What you have to do - Repeat the listing below in full and exactly, but without its pictures.
[Records]
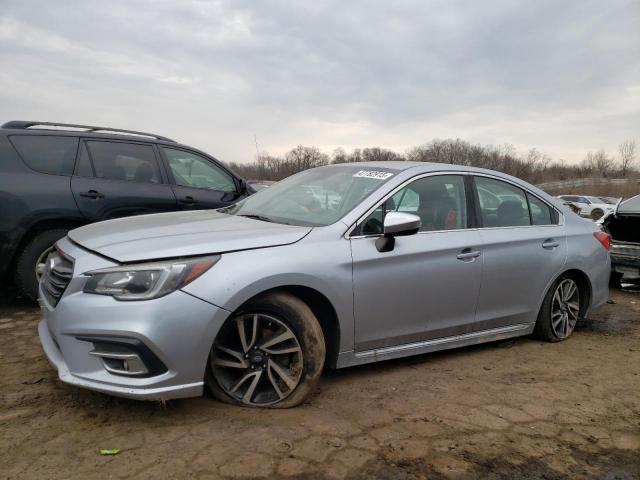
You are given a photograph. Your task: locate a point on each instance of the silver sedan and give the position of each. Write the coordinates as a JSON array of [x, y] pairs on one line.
[[340, 265]]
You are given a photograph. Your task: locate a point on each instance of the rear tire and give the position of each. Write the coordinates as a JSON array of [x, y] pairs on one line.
[[268, 354], [35, 252], [560, 311]]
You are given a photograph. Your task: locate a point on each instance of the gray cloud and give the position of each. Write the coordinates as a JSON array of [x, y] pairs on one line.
[[560, 76]]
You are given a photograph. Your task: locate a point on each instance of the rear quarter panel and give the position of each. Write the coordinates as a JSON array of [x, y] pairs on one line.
[[586, 253]]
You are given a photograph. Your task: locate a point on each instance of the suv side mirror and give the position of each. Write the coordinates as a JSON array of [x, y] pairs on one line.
[[397, 224]]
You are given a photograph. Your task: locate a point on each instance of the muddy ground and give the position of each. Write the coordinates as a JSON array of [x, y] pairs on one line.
[[516, 409]]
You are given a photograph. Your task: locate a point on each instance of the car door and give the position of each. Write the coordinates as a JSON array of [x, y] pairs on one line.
[[198, 182], [118, 179], [428, 285], [523, 247]]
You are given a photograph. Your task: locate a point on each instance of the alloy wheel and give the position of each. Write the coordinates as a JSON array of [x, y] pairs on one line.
[[257, 359], [565, 308]]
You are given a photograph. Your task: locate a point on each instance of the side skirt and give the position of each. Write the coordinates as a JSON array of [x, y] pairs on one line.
[[351, 358]]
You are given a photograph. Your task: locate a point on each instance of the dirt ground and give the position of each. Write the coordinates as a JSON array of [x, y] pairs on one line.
[[515, 409]]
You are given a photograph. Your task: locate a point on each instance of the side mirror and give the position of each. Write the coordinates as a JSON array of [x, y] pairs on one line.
[[397, 224]]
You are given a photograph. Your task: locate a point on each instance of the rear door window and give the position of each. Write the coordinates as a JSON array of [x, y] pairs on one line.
[[541, 213], [508, 206], [191, 170], [131, 162], [55, 155]]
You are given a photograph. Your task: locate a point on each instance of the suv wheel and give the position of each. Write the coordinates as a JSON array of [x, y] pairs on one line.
[[31, 262], [270, 354]]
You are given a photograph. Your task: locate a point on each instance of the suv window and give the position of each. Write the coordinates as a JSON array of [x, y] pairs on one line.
[[47, 154], [511, 208], [191, 170], [123, 161], [439, 201]]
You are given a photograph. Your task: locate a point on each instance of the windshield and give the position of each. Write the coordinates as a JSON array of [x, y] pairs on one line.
[[316, 197]]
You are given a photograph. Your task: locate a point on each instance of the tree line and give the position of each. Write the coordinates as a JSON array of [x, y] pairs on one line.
[[534, 166]]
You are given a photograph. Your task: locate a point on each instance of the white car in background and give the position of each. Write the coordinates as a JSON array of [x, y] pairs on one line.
[[591, 207]]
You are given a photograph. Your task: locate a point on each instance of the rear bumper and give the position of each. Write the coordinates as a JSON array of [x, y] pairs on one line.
[[625, 258]]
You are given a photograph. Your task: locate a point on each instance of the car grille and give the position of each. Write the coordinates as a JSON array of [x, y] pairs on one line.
[[56, 276]]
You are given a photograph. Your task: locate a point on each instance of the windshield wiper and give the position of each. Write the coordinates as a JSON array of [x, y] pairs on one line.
[[257, 217]]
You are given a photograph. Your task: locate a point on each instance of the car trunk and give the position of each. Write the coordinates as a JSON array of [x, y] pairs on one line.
[[624, 228]]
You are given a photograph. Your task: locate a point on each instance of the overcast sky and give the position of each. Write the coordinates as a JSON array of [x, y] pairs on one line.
[[561, 76]]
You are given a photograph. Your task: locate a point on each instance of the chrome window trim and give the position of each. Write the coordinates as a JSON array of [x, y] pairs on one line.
[[351, 228], [526, 190], [419, 176]]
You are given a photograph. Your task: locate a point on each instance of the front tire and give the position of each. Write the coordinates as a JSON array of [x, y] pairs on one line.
[[30, 263], [269, 354], [560, 310]]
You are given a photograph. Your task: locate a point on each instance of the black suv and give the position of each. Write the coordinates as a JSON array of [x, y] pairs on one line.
[[55, 177]]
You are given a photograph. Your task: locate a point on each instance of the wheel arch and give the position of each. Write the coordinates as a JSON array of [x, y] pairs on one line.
[[323, 310], [583, 283]]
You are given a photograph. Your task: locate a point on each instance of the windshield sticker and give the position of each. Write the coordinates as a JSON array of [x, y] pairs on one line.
[[377, 174]]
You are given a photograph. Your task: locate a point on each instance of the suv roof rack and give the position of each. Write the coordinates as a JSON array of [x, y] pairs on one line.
[[24, 125]]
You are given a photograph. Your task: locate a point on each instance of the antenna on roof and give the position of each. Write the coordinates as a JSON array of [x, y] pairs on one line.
[[255, 140]]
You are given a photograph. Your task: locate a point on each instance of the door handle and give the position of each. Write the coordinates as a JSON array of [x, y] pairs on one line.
[[468, 254], [93, 194]]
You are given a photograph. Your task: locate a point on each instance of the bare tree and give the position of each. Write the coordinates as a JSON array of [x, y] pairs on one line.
[[627, 151], [598, 163]]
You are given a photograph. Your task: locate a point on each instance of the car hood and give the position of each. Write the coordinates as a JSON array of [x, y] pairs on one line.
[[181, 234]]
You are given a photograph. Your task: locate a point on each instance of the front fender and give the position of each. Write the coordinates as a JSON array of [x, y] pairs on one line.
[[324, 266]]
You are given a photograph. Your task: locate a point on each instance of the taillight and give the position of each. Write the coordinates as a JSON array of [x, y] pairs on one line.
[[604, 238]]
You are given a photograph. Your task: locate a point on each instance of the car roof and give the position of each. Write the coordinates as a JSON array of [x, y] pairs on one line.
[[403, 165]]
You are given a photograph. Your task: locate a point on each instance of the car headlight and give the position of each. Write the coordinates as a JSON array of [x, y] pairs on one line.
[[147, 280]]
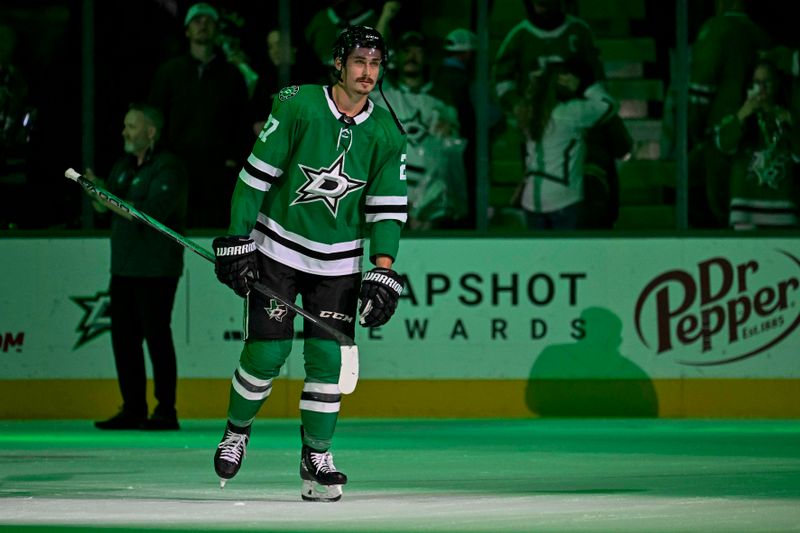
[/Records]
Written response -
You are given a photograph. Your task: locate a point on each instance of the silver sedan and give the position of each. Write the coordinates as a JSON array of [x, y] pairs on one line.
[[340, 265]]
You are given a photograph. Your task: locate a point on each instance of the rear tire and give the position of each. Write the coordinates as a JSON array of [x, y] pairs on one line.
[[268, 354], [35, 252], [560, 311]]
You are given a photograph. Your task: locate a point on each instance of the gray cloud and give the position of each. Write the coordinates as a JSON array of [x, y] pairs on one line.
[[560, 76]]
You are given a photograph. Your task: locate a point on each instance of the rear quarter panel and give the position of each. Write the coordinates as a JSON array of [x, y] pairs on one line.
[[586, 253]]
You are given a photograph. Your task: locate a point on each instance of the suv side mirror and give the position of each. Write the coordinates as a JSON array of [x, y] pairs on one line.
[[397, 224]]
You are given a photograph. Your task: locate a point on each instance of the muddy ground and give the position of each. Write the coordinates as a JSON array of [x, y] pairs on one line.
[[516, 409]]
You are given a photograph. Your task: locate a point on each instance of the car door and give the position of each. Write the coordinates as a JSON array of [x, y] pairs on one line.
[[198, 182], [118, 179], [428, 285], [523, 247]]
You are given a photograph. Your task: locate a point on each instance of the alloy wheel and give the position of each. Write the coordinates as a JSON array of [x, y] pairs on one line.
[[257, 359], [565, 308]]
You are given a photograph. Your task: locate a point on each instance of the side skirt and give the position of each. Write the coordinates as a JSON array of [x, y] pairs on one line.
[[351, 358]]
You are given a photograph. Your task: locate a point on each instance of the dirt ground and give the position of each. Write the coordinates as a JSON array of [x, y] pairs on one line.
[[515, 409]]
You are given a photograph. Your task: locate a point on each instance of the side mirror and give the position of each. Write the coordinates as a JSON array of [x, y] pairs on one line.
[[397, 224]]
You are given a photograph. Your task: locate a point on each instance of the rear door window and give the position of each. Write the coordinates as a JSON array of [x, y] pairs on one line.
[[541, 213], [508, 206], [191, 170], [131, 162], [55, 155]]
You are given a photograph. Your task: locate a point on each instance of the suv wheel and give the position of each. Write the coordinates as a JSON array of [x, y] pairs on one line.
[[31, 262], [270, 354]]
You are given a photograph. Your task: locate a point on each instance of the suv window and give the position of each. Write the coordinates as a JSON array of [x, y] pairs on one line.
[[47, 154], [511, 208], [191, 170], [123, 161], [439, 201]]
You are given a photograph. Your task: locate a point on each instance of the windshield and give the position of each. Write the coordinates as a JSON array of [x, y] pairs on one line.
[[316, 197]]
You are given a photograph. Your task: locate a point on each instance of the tree line and give the position of each. Write the coordinates as a JSON array of [x, y] pairs on one line.
[[534, 166]]
You are given a photograph. Your task: locate a point on each instance of the white car in background and give the position of each. Write the coordinates as a JSON array of [x, y] pairs on one line.
[[591, 207]]
You are given a photograph. Your task: locate a point on each instance of the rear bumper and give the position of each. Write the coordinates as a JSON array of [x, y] pairs on one line.
[[625, 258]]
You are given a photograph. Your task: locate a point on each instance of the car grille and give the position of each. Write the coordinates as a JSON array of [x, y] pairs on one line.
[[56, 276]]
You are given a photograph. Your task: locate a point on each instance of the windshield wiper and give the position of each. Write the coordinates as a JSON array of [x, y] pairs on one line.
[[257, 217]]
You are given a photograph. Your task: locate a point on each instance of the car trunk and give the position of each. Write the coordinates as a JSON array of [x, y] pairs on one line.
[[624, 228]]
You are given a photograph. Your task: locate a point on each instance of the overcast sky and give the position of each. Write the coordinates as a JSON array of [x, y] pairs on one line.
[[561, 76]]
You are given a photograph. Your task: locate a point on each instance of the chrome window trim and give the position of each. Write the coordinates as a JSON array of [x, y] pairs on one line.
[[351, 228], [526, 190], [419, 176]]
You are given a photograph. Your task: locate a point on each instance of the front tire and give the position of each. Write the coordinates as a JSON array of [x, y] pairs on one line.
[[30, 263], [269, 354], [560, 310]]
You are given a photograph. Your task: locate a point on each instance of the black suv and give the position of each. Write the coordinates as a JSON array of [x, y] pairs on one line.
[[55, 177]]
You are given a photograph. Your task: locate a point on each instance of the wheel arch and give the position of each. Write the coordinates as a JSON array of [x, y] pairs on one line.
[[323, 310], [583, 283]]
You are given a photograph. Your task: locate a point on each instance of the windshield sticker and give the position of each. Write the coordinates as a JSON array of [x, y] pairs on one line.
[[377, 174]]
You are given a photograph. Your task: locate a point on each instance of the suv roof rack and give the position of each. Write the coordinates as a JSON array of [x, y] pairs on one line.
[[24, 125]]
You are given a photograph. Your task: locate a point on each instance of the antenna on roof and give the position of each. Write the coordinates as a JSON array of [x, y] pairs on one line.
[[255, 140]]
You are given a photograph. Your task: locate a point on each instance of the door handle and give the position of each. Write the coordinates as a JSON array of [x, y] pairs on one line.
[[468, 254], [93, 194]]
You are given a photograph. Your task: locate a point on each instance of the bare tree and give the position of each. Write the coordinates as a JSON array of [x, y] pairs on one line.
[[627, 151], [598, 163]]
You are given a photograph. Your task: locate a point on each instance of the car hood and give the position of each. Write the coordinates as a JSON array of [x, y] pairs on one line.
[[181, 234]]
You are given a photograph. Your task: locate a point on each instance of the front fender and give the position of each. Write the coordinates as a JSON array of [x, y] pairs on one line.
[[324, 266]]
You are given a photograph. Your task: locate a point on each instance of the taillight and give the position of each. Write the coordinates as a JSON array of [x, y] pairs on one line.
[[604, 238]]
You are given a photograph. Your task: locate a point on each instance of the car roof and give the position of each. Write the coordinates as a JSON array of [x, y] pairs on one line.
[[403, 165]]
You are given a photograph. Your task: locate a point on each instance of the car headlight and give the position of each. Write the coordinates as a JSON array of [x, y] pairs on one line.
[[147, 280]]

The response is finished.